Location annotation dataset excerpts:
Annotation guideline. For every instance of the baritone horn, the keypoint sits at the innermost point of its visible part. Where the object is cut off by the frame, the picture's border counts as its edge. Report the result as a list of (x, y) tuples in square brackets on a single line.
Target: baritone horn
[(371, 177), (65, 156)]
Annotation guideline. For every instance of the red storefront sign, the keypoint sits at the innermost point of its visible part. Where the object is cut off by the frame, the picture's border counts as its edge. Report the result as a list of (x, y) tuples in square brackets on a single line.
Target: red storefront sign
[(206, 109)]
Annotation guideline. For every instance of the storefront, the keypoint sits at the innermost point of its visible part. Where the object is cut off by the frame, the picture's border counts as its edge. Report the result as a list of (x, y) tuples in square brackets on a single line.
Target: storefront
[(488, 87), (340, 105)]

- _EXERCISE GOAL_
Edit the lines of the listing starting at the line that contains "Annotation guideline. For every instance of the red" and ending at the line that contains "[(206, 109)]", changing "red storefront sign" to "neon storefront sign" and keeping everything else the same. Give back only those lines.

- _TASK ANSWER_
Annotation guideline. For every instance of the neon storefront sign, the keypoint sits at the innermost point of its visible part. Where the object is cut off by the frame, the picture's border counts as its edge. Report the result as a list of (x, y) tuples in square brackets on a single line.
Target: neon storefront sign
[(206, 109)]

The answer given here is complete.